### Passage to read
DECISION.
Relators work for the Cincinnati Metropolitan Sewer District as senior plant operators. They applied to respondent, the Cincinnati Civil Service Commission, for reclassification to the position of plant supervisor, contending that their job duties were consistent with that position. The commission denied relators' applications.
Relators did not appeal the commission's decision to the court of common pleas. Instead, they filed an original action in this court seeking a writ of mandamus directing the commission to reclassify them to the position of plant supervisor and to award all the back pay and benefits to which they would have been entitled if they had been properly classified. They also filed a motion for summary judgment, in which they contended that they were entitled to judgment as a matter of law.
This court has subsequently directed the parties to file briefs on the issue of whether relators could have appealed the commission's decision to the court of common pleas. After reviewing the applicable law, we hold that there was an available administrative appeal. Therefore, relators had an adequate remedy at law, and they are not entitled to a writ of mandamus.
To grant a writ of mandamus, the court must find the following: (1) that the relator has a clear legal right to the relief prayed for; (2) that the respondent is under a clear legal duty to perform the requested act; and (3) that the relator has no plain and adequate remedy at law.State ex rel. Halloran v. Zapatony (1984), 15 Ohio St.3d 73, 74,472 N.E.2d 357, 358; State ex rel. Cole v. Laumann (1990),69 Ohio App.3d 464, 466-467, 590 N.E.2d 1335, 1336. Mandamus is an appropriate remedy to compel compliance with the civil service laws, provided that these three requirements are met. State ex rel. Bush v.Spurlock (1992), 63 Ohio St.3d 453, 458, 588 N.E.2d 840, 844.
Adequate administrative remedies preclude the availability of the extraordinary remedy of mandamus. State ex rel. Bardo v. Lyndhurst
(1988), 37 Ohio St.3d 106, 112, 524 N.E.2d 447, 453, limited on other grounds by State ex rel. Bednar v. N. Canton (1994), 69 Ohio St.3d 278,631 N.E.2d 621. The right to pursue an appeal is an adequate remedy at law, and the failure to pursue an appeal bars a subsequent collateral attack by a mandamus action. State ex rel. Marshall v. Civil Serv. Comm.of Columbus (1968), 14 Ohio St.2d 226, 237 N.E.2d 392, syllabus; Adkinsv. State Personnel Bd. of Rev. (1986), 32 Ohio App.3d 32, 34-35,513 N.E.2d 808, 810; Rothrock v. Mentor-on-the-Lake (Oct. 24, 1986), Lake App. No. 11-084, unreported.
The commission argues that relators had a right to appeal the commission's decision pursuant to R.C. 124.34 and 119.12. Neither of these statutes applies to this case. Nevertheless, the Ohio Supreme Court and this court have held that when neither the local civil service rules nor state law preclude an appeal, a decision of the civil service commission is appealable pursuant to R.C. 2506.01 et seq. Nuspl v.Akron (1991), 61 Ohio St.3d 511, 513-515, 575 N.E.2d 447, 448-449;McAlpin v. Shirey (1997), 121 Ohio App.3d 68, 72, 698 N.E.2d 1051, 1054. Accord Brunnett v. Ohio Dept. of Transp. (Aug. 1, 1996), Franklin App. Nos. 96APE02-133 and 96APE02-134, unreported; Ramacciatti v. Cleveland
(July 7, 1994), Cuyahoga App. No. 66678, unreported. The civil service rules gave relators the right to ask the commission for reclassification. Because relators could have appealed the commission's denial of their request for reclassification to the court of common pleas, they had an adequate remedy at law.

### Stored records
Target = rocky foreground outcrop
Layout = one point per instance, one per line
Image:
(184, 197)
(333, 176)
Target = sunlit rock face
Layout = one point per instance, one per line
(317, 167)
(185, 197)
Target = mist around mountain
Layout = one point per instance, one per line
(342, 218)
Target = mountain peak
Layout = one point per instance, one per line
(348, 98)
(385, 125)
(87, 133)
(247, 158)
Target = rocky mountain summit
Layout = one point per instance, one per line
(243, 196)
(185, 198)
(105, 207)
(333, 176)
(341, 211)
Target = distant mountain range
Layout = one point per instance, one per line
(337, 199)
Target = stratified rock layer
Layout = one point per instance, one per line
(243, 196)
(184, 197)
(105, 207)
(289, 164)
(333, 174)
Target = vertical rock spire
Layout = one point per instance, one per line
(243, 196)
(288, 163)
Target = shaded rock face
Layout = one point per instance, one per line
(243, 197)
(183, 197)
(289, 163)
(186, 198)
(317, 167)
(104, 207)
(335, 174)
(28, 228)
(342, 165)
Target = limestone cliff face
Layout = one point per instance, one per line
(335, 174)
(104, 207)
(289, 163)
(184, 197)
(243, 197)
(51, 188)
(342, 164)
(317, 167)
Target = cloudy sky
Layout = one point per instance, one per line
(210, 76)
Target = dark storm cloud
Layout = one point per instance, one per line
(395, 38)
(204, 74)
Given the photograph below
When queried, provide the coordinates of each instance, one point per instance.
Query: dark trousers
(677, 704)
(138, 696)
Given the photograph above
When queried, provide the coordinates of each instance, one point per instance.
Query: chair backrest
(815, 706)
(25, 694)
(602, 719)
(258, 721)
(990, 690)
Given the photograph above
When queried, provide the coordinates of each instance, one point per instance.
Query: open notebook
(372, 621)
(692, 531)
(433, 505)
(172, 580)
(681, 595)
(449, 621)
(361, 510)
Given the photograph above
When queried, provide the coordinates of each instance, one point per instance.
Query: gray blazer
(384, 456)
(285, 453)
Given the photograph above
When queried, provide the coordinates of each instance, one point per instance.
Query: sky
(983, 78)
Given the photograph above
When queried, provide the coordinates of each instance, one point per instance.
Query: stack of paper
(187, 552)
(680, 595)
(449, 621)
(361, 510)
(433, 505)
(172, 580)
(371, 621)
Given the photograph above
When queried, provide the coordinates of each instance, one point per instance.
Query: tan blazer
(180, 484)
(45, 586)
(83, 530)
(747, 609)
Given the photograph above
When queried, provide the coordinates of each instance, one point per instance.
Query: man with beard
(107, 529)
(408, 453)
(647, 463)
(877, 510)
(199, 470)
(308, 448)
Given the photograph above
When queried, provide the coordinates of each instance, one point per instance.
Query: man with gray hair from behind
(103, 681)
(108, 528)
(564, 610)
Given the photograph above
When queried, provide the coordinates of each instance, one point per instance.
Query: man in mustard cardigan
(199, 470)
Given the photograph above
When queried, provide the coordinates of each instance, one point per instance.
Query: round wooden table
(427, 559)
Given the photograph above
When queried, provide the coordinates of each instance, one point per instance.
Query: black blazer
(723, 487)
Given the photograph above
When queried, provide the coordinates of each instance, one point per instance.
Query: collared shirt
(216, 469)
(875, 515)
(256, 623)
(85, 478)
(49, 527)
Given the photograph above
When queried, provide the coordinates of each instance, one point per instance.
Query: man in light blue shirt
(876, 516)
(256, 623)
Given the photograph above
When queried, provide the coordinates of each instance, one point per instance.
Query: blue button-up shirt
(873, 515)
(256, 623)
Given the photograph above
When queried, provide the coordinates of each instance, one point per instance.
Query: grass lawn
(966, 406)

### Exercise description
In the mandamus decision, rewrite the part that begins at the words "Relators did not" and stops after "matter of law.", changing "summary judgment" to "judgment on the pleadings". The items above were taken from a separate source.

### Written reply
Relators did not appeal the commission's decision to the court of common pleas. Instead, they filed an original action in this court seeking a writ of mandamus directing the commission to reclassify them to the position of plant supervisor and to award all the back pay and benefits to which they would have been entitled if they had been properly classified. They also filed a motion for judgment on the pleadings, in which they contended that they were entitled to judgment as a matter of law.